WASHINGTON — Oklahoma’s only Democratic seat in Congress is up for grabs Tuesday in the sprawling eastern Oklahoma district where a plumbing company owner and a former prosecutor have been battling for votes.
A win by Markwayne Mullin, of Westville, would mean an all-Republican congressional delegation in Oklahoma for the first time since 2000 and reinforce claims that the state is the reddest in the nation: For the first time in history, Republicans would hold all of the statewide elected offices, all of the congressional seats and majorities in both houses of the state Legislature.
Republican lawmakers from across the country have pumped tens of thousands of dollars into Mullin’s campaign in the past few weeks, and Gov. Mary Fallin lent her support with appearances at campaign events Friday.
Democrat Rob Wallace, of Fort Gibson, planned to hit all 26 counties in the 2nd District before Election Day to appeal to a largely Democratic electorate that he would be a conservative voice in Washington.
All five U.S. House seats from Oklahoma are on Tuesday’s ballot, but the 2nd District race to replace retiring Rep. Dan Boren, D-Muskogee, is expected to be the closest.
Wallace, a former federal and state prosecutor, has received almost no help from the national Democratic Party but, until recently, managed to keep pace with Mullin’s fundraising.
By most measures, the seat would belong to a Democrat. The district was redrawn after Oklahoma lost a U.S. House seat in 2001 to consolidate heavily Democratic counties. Since then, only Boren and former Democratic Rep. Brad Carson have held the seat. Registered Democrats make up about 63 percent of the electorate.
But Boren’s retirement brought a slew of GOP hopefuls that knew the district could easily swing Republican with President Barack Obama at the top of the Democratic ticket.
Mullin had a major advantage in that he has built name recognition through years of ads for his plumbing company. The political novice’s message has been anti-Washington, and he criticized the House Republican budget for not cutting enough spending.
Instead of focusing on House Republicans’ efforts to reshape Medicare and curtail spending that helps many in the district, where some counties are chronically poor, Wallace ran a campaign focused on attacking Mullin for accepting plumbing contracts paid for with stimulus money and for not being protective of water in eastern Oklahoma.
Former state Sen. Kenneth Corn, the chairman of the 2nd District for the Oklahoma Democratic Party, said Friday that he thought Medicare and Social Security would have been more prominent in the campaign, though he stopped short of criticizing Wallace’s approach.
Corn predicted a close election and said it would be tough for some older voters who have been voting for Democratic lawmakers all their lives to cast ballots this time for a Republican.
“I think at the end of the day, it’s going to be decided on just who voters are most comfortable with,” Corn said.
Tom Montgomery, the 2nd District chairman for the Oklahoma Republican Party, said Mullin was “scrambling” to counter ads run by Wallace, but ultimately would prevail.
“Unless something changes drastically, I predict Markwayne will win,” Montgomery said Friday. “What we’re hoping is that they’ll vote for (Mitt) Romney and just go right down the line” and vote for other Republicans.
In the 1st congressional district, Republican Jim Bridenstine, of Tulsa, who knocked off incumbent Rep. John Sullivan in the primary, is facing Democrat John Olson, of Tulsa. Olson has made a credible run at the tea party-backed Bridenstine, but faces an uphill battle in a district that hasn’t sent a Democrat to Congress since 1984.

◆ ◆ ◆

Problem 1: According to the article on the Oklahoma 2nd District race, about what percent of the district's electorate are registered Democrats?
Problem 2: Return the portion of the Oklahoma race article that opens with the words containing "Democrat Rob Wallace, of" and closes with "of the electorate.", copied exactly.

Data extract:
◆ ◆ ◆

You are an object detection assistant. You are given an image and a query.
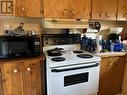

◆ ◆ ◆

Written response 1: About 63 percent.

Written response 2:
Democrat Rob Wallace, of Fort Gibson, planned to hit all 26 counties in the 2nd District before Election Day to appeal to a largely Democratic electorate that he would be a conservative voice in Washington.
All five U.S. House seats from Oklahoma are on Tuesday’s ballot, but the 2nd District race to replace retiring Rep. Dan Boren, D-Muskogee, is expected to be the closest.
Wallace, a former federal and state prosecutor, has received almost no help from the national Democratic Party but, until recently, managed to keep pace with Mullin’s fundraising.
By most measures, the seat would belong to a Democrat. The district was redrawn after Oklahoma lost a U.S. House seat in 2001 to consolidate heavily Democratic counties. Since then, only Boren and former Democratic Rep. Brad Carson have held the seat. Registered Democrats make up about 63 percent of the electorate.